REQUIRED WORK:
According to the article below about the Daughters of Charity selling their California hospitals, what was the health system's long-term debt at the end of 2013?

Faced with economic realities that make it impossible to continue operating its six hospitals, the Western province of the Daughters of Charity are putting the facilities up for sale.
Robert Issai, president and CEO of the Daughters of Charity Health System in California, said mounting debt caused by several factors, including the 2008 recession and changes in health care payment systems, necessitated the decision, which was announced last month. At the end of 2013, the system had a long-term debt of approximately $294 million.
"The status quo is no longer sustainable," Issai said.
For the last two years, Issai and the Daughters worked to establish a partnership with Ascension Health, the nation's largest Catholic health system, but ultimately Ascension and DCHS decided on a business affiliation instead. Finding no other viable partner, selling the hospitals was the "only option," said Issai, who also serves on the board of trustees of the Catholic Health Association.
DCHS will consider offers from Catholic, public, nonprofit and for-profit organizations to purchase its hospitals individually or the health system as a whole. Issai said initial interest from potential buyers has been high. Sale prices have not been made public.
Because the system's hospitals are spread throughout the state, competition for market share has been difficult, Issai said. Additionally, in keeping with the Daughters' charism of care for the poor, the hospitals have served large numbers of low-income patients with low reimbursement.
"The sisters are not leaving health care ministry," Issai said. "They are getting out of acute care and will look for new niches to serve the poor, including outpatient clinics." He also noted that selling the hospitals rather than closing them will preserve jobs, which he called another social good.
Daughter of Charity Sr. Marjory Ann Baez, chair of the DCHS board of directors, said the decision to sell the health system was "difficult. But the realities of modern health care are harsh, and after prayerful discernment, it became clear that the responsible thing to do is to find new ownership" that has the necessary resources to keep the hospitals alive.
The Daughters of Charity arrived in California in 1852 and opened an orphanage and school in San Francisco. In 1889, they established Mary's Help Hospital, the predecessor to Seton Medical Center in Daly City, one of the hospitals now for sale. The others are O'Connor Hospital in San Jose, St. Louise Regional Hospital in Gilroy, Seton Coastside in Moss Beach, St. Francis Medical Center in Lynwood, and St. Vincent Medical Center in Los Angeles.
Issai said he hopes the sale will conclude quickly because a prolonged process would create greater uncertainty and uneasiness "that are not good for the hospitals."
Elizabeth Nikels*, DCHS vice president for marketing and communications, said it is too early in the process to know what hurdles might need to be overcome.
Last month, Carondelet Health, a ministry of Ascension Health, announced that its plans to sell its two acute care hospitals and other subsidiaries in Kansas City, Mo., to HCA Midwest Health System, the area's largest health care provider, have been discontinued because "a timely, supportive decision from the Federal Trade Commission will not be forthcoming."
Issai said he doesn't see the sale of the six California hospitals as trend-setting for Catholic health care nationwide. But he does expect more partnerships, collaborations and affiliations, he said.
*An earlier version of this story misspelled Nikels' name.

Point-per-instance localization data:
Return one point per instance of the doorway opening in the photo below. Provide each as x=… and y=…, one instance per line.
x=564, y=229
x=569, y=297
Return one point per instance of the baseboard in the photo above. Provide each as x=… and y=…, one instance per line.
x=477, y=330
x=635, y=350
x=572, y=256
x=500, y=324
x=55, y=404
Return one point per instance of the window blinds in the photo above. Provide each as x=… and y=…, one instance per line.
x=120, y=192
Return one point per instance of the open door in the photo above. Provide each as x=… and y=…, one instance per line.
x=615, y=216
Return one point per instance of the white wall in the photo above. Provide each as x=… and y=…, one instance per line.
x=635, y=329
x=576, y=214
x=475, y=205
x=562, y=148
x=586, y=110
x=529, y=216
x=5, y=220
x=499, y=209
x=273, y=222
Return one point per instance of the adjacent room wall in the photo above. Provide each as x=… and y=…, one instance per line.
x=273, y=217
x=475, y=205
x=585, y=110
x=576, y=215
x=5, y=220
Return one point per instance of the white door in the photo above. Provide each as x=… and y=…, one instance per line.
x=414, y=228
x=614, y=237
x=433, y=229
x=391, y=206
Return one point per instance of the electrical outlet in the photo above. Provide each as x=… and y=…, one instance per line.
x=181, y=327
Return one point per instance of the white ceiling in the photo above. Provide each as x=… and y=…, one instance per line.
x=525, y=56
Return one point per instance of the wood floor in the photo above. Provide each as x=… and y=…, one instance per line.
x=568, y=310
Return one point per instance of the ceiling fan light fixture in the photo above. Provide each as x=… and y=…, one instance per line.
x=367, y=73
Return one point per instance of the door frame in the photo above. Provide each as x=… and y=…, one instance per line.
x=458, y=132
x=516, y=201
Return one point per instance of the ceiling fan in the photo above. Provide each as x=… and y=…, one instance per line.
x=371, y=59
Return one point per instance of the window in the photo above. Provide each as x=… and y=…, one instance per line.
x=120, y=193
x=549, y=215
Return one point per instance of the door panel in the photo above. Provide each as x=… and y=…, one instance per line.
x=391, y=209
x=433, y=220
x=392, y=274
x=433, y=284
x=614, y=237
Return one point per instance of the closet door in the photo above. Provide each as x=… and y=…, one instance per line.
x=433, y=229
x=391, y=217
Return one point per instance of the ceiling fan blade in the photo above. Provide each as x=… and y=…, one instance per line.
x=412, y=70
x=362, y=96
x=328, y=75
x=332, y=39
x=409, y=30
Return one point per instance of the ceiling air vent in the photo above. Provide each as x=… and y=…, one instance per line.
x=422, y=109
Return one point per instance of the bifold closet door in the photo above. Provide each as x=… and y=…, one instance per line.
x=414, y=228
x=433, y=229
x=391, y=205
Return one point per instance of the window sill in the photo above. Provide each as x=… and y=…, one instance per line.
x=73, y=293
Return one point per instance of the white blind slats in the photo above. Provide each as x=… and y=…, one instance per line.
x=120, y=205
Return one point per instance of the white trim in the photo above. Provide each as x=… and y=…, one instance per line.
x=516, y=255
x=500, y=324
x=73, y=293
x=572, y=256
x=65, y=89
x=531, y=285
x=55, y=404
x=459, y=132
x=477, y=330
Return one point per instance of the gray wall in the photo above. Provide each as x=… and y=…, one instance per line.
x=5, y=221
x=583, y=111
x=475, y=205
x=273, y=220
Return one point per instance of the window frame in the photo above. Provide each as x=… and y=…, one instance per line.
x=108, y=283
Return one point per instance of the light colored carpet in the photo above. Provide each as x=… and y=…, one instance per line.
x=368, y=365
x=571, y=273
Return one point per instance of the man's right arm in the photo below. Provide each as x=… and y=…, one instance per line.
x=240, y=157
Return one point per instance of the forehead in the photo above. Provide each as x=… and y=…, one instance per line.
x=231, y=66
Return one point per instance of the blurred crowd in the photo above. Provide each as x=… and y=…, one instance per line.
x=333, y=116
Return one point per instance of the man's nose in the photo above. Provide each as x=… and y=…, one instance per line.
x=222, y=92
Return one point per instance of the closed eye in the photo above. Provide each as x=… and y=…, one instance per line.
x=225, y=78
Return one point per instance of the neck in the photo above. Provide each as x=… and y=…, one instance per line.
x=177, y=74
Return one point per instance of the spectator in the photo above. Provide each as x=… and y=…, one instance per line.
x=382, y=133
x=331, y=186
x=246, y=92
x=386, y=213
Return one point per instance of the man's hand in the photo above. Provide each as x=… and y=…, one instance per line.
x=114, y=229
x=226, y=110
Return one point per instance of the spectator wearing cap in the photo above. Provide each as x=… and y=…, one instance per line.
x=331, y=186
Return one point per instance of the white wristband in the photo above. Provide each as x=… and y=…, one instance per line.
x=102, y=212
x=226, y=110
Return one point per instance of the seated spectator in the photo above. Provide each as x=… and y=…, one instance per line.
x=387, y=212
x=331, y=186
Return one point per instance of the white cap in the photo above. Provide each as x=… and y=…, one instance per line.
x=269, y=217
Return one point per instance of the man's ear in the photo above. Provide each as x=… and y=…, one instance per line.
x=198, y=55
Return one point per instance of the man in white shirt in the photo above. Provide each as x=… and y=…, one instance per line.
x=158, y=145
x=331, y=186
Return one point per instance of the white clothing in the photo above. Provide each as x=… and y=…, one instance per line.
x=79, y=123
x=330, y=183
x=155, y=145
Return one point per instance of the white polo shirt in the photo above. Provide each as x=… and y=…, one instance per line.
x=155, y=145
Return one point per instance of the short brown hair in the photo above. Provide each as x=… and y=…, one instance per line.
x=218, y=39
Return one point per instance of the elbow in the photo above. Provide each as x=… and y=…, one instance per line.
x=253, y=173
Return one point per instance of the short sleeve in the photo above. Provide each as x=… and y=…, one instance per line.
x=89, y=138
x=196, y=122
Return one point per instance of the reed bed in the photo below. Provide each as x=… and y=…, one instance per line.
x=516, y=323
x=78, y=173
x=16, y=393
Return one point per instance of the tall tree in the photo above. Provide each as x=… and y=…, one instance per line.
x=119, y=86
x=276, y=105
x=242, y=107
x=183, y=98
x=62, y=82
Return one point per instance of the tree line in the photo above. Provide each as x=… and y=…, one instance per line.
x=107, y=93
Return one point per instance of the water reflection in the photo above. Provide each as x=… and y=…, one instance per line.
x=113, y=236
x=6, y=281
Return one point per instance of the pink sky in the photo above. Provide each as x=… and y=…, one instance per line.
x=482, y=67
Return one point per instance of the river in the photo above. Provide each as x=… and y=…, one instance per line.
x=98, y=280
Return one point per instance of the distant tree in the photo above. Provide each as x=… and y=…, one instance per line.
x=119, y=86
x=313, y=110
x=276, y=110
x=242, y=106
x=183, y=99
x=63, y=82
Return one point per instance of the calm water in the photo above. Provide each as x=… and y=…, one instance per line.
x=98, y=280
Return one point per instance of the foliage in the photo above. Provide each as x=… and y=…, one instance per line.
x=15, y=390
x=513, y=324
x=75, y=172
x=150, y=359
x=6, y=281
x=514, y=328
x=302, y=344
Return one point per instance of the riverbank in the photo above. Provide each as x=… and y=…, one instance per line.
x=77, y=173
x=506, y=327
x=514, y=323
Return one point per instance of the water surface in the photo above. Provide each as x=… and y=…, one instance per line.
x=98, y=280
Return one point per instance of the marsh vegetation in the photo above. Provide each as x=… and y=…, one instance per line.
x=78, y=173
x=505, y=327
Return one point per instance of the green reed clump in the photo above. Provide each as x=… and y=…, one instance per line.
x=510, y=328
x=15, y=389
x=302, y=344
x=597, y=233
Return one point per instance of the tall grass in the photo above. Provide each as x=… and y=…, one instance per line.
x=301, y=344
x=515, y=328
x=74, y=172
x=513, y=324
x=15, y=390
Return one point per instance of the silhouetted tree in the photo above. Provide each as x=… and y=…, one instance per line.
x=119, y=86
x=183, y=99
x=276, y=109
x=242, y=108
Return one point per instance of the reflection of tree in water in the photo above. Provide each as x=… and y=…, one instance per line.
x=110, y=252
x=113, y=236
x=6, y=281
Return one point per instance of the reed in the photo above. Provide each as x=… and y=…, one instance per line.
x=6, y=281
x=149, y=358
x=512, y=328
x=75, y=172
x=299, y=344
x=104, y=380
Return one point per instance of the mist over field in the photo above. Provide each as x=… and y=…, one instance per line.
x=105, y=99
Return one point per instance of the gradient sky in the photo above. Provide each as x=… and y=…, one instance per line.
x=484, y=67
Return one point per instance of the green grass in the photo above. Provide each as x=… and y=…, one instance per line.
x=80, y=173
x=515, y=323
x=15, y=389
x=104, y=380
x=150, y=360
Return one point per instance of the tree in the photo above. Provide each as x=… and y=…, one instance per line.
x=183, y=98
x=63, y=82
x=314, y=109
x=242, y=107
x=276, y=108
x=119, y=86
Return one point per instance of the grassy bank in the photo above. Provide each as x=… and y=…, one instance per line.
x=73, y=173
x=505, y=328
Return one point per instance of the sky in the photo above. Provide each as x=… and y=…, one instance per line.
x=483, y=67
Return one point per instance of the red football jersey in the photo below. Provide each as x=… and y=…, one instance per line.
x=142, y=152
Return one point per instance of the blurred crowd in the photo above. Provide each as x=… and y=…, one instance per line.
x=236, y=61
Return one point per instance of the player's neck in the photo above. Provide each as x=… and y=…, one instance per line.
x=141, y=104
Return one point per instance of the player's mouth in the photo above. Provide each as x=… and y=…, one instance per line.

PROBLEM SOLUTION:
Approximately $294 million.